→ **WORK REQUEST**:
Filter the records down to the lines that hold the word "woman", and copy each of those lines.
"""
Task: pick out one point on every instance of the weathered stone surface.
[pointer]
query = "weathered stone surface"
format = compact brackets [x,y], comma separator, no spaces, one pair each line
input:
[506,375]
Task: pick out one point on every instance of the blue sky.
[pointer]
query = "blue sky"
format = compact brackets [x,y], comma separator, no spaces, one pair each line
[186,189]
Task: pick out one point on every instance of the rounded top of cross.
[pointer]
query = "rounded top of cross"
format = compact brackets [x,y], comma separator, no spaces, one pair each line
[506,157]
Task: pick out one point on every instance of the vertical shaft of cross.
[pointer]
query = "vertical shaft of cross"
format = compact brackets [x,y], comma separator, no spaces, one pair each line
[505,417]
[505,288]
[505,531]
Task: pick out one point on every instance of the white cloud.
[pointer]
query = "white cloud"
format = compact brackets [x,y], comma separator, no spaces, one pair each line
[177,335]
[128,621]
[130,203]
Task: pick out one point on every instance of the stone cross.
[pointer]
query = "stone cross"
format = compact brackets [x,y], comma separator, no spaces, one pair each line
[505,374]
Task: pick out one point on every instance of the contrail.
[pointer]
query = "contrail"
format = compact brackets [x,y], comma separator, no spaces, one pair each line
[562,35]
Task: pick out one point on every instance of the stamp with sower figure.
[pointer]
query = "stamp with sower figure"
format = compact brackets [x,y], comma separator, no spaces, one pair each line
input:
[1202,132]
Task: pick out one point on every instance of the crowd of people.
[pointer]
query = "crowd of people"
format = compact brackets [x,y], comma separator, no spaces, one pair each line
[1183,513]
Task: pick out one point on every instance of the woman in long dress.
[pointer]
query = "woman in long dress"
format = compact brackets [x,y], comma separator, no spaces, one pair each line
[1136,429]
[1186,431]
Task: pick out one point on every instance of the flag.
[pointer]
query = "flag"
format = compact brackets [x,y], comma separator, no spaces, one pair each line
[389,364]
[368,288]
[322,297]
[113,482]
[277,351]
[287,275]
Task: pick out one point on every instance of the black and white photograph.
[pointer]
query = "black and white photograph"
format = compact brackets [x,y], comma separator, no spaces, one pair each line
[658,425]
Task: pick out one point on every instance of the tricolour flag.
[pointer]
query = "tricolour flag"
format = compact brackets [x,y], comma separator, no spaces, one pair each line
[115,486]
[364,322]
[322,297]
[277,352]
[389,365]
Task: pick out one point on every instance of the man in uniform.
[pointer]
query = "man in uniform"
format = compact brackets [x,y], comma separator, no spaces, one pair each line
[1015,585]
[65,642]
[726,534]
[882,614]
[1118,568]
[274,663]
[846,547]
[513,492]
"""
→ **SOLVED PROBLEM**:
Task: pick out one point on every instance of the woman in long dress.
query = "woman in long dress"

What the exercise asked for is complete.